● INSTRUCTION:
From the start of the records through the line holding "0, 74, 38, 147", inclusive, rewrite the records with "Final Exam" replaced by "Practice Test" and nothing else changed, leaving the pictures out.

## Begin GIVEN RECORDS

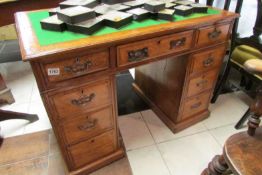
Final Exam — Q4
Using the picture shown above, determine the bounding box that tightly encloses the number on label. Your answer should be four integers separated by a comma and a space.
47, 68, 60, 76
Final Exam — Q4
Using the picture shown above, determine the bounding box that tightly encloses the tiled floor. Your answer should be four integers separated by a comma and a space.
0, 63, 250, 175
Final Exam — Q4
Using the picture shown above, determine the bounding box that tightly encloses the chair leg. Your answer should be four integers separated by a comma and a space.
201, 155, 228, 175
235, 108, 251, 129
211, 63, 231, 103
0, 109, 39, 123
247, 84, 262, 136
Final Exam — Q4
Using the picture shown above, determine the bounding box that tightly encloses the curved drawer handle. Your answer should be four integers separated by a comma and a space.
71, 93, 95, 106
190, 101, 202, 109
78, 118, 97, 131
128, 47, 148, 62
170, 37, 186, 49
196, 80, 208, 87
64, 58, 92, 73
203, 57, 214, 67
208, 28, 222, 39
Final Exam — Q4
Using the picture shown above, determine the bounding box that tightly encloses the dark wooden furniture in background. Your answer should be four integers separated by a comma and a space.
211, 0, 262, 105
202, 60, 262, 175
16, 6, 238, 174
0, 74, 38, 147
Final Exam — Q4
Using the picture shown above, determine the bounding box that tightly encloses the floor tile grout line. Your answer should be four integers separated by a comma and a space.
156, 144, 172, 175
205, 122, 248, 131
0, 154, 48, 168
208, 131, 223, 148
139, 112, 157, 144
156, 130, 208, 144
140, 112, 172, 175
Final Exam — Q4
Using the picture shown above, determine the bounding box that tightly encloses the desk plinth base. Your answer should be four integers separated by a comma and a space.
132, 83, 210, 133
69, 147, 126, 175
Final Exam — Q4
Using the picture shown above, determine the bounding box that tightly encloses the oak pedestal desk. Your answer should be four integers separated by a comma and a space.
15, 8, 238, 174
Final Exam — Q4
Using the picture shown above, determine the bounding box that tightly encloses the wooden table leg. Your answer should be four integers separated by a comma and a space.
201, 155, 228, 175
0, 74, 15, 104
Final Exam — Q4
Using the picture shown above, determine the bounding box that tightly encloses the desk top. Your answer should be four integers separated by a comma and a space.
15, 8, 238, 61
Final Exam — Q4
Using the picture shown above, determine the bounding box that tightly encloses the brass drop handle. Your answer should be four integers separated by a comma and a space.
203, 57, 214, 67
208, 28, 222, 39
78, 117, 97, 131
128, 47, 148, 62
170, 37, 186, 49
64, 58, 92, 73
190, 101, 202, 109
71, 93, 95, 106
196, 80, 208, 87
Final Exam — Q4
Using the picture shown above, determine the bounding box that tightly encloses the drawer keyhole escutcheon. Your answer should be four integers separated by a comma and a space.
190, 102, 202, 109
203, 56, 214, 67
71, 91, 95, 106
170, 37, 186, 49
128, 47, 148, 62
208, 28, 222, 39
64, 58, 92, 73
78, 117, 97, 131
196, 80, 208, 87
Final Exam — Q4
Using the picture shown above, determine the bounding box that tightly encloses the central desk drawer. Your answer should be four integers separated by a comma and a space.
117, 31, 193, 66
187, 71, 217, 97
61, 106, 114, 144
68, 130, 117, 168
43, 50, 109, 82
50, 80, 112, 119
191, 45, 225, 74
196, 24, 230, 47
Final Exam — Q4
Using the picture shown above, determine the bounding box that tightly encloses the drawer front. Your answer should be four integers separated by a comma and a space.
117, 31, 193, 66
61, 106, 114, 144
44, 50, 109, 82
197, 24, 230, 47
191, 46, 225, 73
182, 93, 210, 120
68, 130, 117, 168
51, 80, 111, 118
187, 71, 217, 97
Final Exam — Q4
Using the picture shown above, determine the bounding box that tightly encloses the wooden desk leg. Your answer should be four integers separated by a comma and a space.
201, 155, 228, 175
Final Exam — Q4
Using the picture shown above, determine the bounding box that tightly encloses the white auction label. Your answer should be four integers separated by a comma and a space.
47, 68, 60, 76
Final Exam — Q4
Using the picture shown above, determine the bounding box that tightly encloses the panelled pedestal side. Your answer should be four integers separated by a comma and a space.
15, 8, 237, 175
134, 23, 231, 132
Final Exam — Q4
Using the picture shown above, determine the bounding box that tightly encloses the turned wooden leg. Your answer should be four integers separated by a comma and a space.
201, 155, 228, 175
247, 86, 262, 136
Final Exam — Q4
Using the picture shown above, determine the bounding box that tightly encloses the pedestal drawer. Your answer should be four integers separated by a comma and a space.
182, 93, 210, 120
43, 50, 109, 82
117, 30, 193, 66
61, 106, 114, 144
196, 24, 230, 47
50, 80, 112, 118
191, 45, 225, 74
187, 70, 217, 97
68, 130, 117, 168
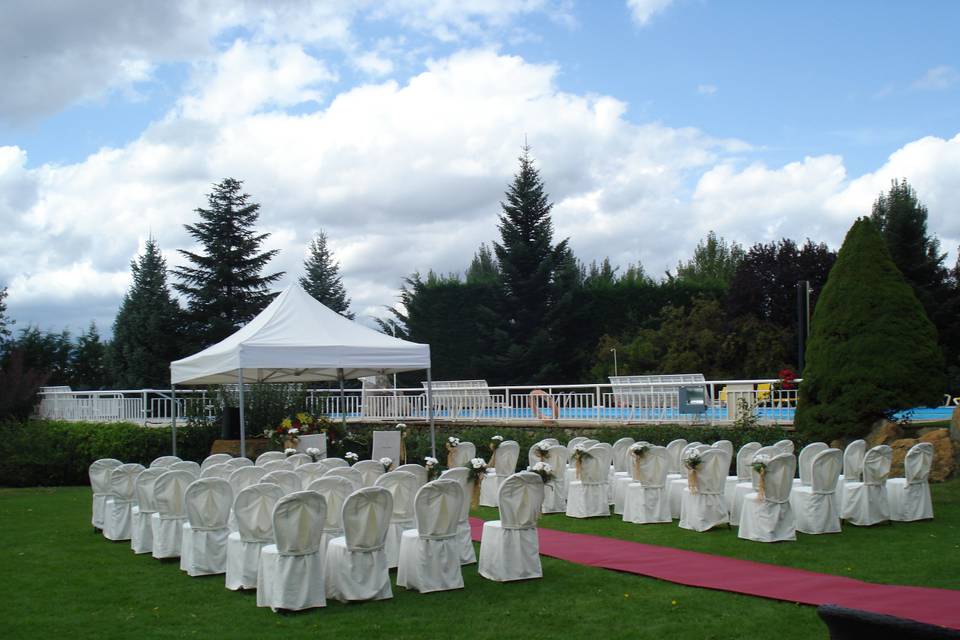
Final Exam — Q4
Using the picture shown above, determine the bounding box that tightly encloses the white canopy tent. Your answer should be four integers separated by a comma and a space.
170, 284, 435, 455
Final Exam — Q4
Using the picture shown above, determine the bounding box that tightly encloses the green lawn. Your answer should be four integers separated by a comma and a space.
0, 481, 960, 640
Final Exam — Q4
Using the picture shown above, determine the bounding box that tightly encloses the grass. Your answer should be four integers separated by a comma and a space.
0, 481, 960, 640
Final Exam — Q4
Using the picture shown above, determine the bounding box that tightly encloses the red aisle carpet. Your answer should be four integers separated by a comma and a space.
470, 518, 960, 629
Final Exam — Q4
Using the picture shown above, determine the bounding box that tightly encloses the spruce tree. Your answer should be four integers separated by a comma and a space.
494, 146, 576, 383
173, 178, 283, 347
107, 238, 185, 389
300, 231, 353, 320
796, 218, 944, 441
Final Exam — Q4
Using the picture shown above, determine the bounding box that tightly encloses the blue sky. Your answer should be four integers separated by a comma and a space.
0, 0, 960, 338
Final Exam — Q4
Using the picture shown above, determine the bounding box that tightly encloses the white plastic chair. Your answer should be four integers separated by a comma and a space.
149, 456, 181, 469
323, 467, 363, 491
790, 448, 843, 534
87, 458, 123, 531
103, 463, 144, 540
180, 478, 233, 576
478, 472, 544, 582
737, 453, 797, 542
130, 466, 168, 553
307, 476, 357, 553
680, 447, 732, 531
351, 460, 386, 487
623, 445, 671, 524
887, 442, 933, 522
374, 471, 420, 569
257, 491, 327, 611
150, 463, 196, 559
226, 484, 283, 591
480, 440, 520, 507
568, 444, 613, 518
327, 487, 393, 602
440, 467, 477, 565
397, 479, 466, 593
843, 444, 893, 527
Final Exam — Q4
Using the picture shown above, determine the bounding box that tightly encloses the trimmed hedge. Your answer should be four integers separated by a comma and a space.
0, 421, 220, 487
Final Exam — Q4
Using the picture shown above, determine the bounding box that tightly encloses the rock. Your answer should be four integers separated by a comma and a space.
864, 420, 903, 449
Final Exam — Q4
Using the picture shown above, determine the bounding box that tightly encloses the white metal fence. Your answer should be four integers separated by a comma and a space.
36, 379, 797, 424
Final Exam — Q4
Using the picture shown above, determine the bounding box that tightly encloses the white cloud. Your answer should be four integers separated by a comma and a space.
627, 0, 673, 27
913, 64, 960, 91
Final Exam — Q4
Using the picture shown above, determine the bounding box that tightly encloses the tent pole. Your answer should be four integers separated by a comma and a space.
427, 368, 437, 458
337, 369, 347, 433
237, 367, 247, 458
170, 384, 177, 456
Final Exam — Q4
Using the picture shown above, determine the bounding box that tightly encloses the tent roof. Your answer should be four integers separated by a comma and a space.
170, 283, 430, 384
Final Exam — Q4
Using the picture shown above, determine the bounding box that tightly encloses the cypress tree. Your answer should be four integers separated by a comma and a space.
796, 218, 944, 441
107, 238, 183, 389
300, 231, 353, 320
173, 178, 283, 347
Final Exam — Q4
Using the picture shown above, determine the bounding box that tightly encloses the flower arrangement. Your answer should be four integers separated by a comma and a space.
423, 456, 440, 482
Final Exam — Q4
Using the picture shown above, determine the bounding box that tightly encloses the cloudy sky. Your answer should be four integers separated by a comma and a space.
0, 0, 960, 333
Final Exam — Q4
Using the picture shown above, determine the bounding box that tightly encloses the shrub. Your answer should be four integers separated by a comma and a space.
0, 421, 219, 487
796, 218, 945, 442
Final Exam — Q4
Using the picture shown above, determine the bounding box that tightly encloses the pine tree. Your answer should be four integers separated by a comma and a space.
300, 231, 353, 320
494, 147, 576, 383
795, 218, 944, 441
107, 238, 185, 389
173, 178, 283, 347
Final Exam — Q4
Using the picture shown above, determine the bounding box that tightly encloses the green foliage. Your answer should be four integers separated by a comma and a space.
0, 421, 219, 487
108, 238, 184, 389
174, 178, 283, 347
300, 231, 353, 320
796, 218, 944, 441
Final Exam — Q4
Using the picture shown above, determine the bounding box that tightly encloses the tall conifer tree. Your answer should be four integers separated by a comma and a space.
173, 178, 283, 347
300, 231, 353, 320
107, 238, 184, 389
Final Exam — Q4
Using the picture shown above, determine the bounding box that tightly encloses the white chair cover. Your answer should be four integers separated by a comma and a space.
226, 482, 283, 591
480, 440, 520, 507
103, 464, 144, 540
397, 479, 466, 593
87, 458, 123, 529
394, 463, 427, 487
167, 460, 200, 479
257, 491, 327, 611
790, 448, 843, 533
307, 476, 359, 553
260, 467, 303, 495
149, 456, 181, 469
793, 442, 839, 485
180, 478, 233, 576
254, 451, 287, 467
843, 444, 893, 527
323, 467, 363, 491
568, 443, 613, 518
887, 442, 933, 522
130, 466, 168, 553
351, 460, 386, 487
737, 453, 797, 542
374, 471, 420, 569
440, 467, 477, 565
478, 472, 544, 582
327, 487, 393, 602
680, 447, 732, 531
200, 453, 233, 475
150, 463, 196, 559
623, 446, 671, 524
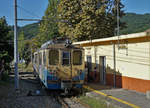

## End GIVEN RECORDS

● TASK ANSWER:
Practice Test — Q4
Using the picture shown above, determine the bounding box that tightly encloses the number on label. Your answer should be four integers separated by a comma and a space.
47, 68, 60, 76
Practice Test — Q4
Using the picture shown above, determine the bounding box that tightly encloses the tiled floor. Your answer should be four integers separated by a comma and a space.
0, 63, 250, 175
Practice Test — Q4
Using the picture shown above, determine the bounding box that tightly encloses the chair leg. Your answer should be four integers separated by a comma and a space.
201, 155, 228, 175
235, 108, 251, 129
211, 63, 231, 103
0, 109, 39, 123
247, 84, 262, 136
Practice Test — Q4
Using the picture shown above, determine the bounding box that tightly encloses the curved drawer handle. Your answer should be four integers separated by a comma and a space.
71, 93, 95, 106
190, 101, 202, 109
78, 118, 97, 131
128, 47, 148, 62
170, 37, 186, 49
196, 80, 208, 87
64, 58, 92, 73
203, 57, 214, 67
208, 28, 222, 39
Practice Test — Q4
Using the picture shown above, determine the bounding box that tightly encloses the dark wooden furniture in background. Your answer should be four integers separated by a comma and a space.
211, 0, 262, 105
202, 60, 262, 175
16, 6, 238, 174
0, 74, 38, 147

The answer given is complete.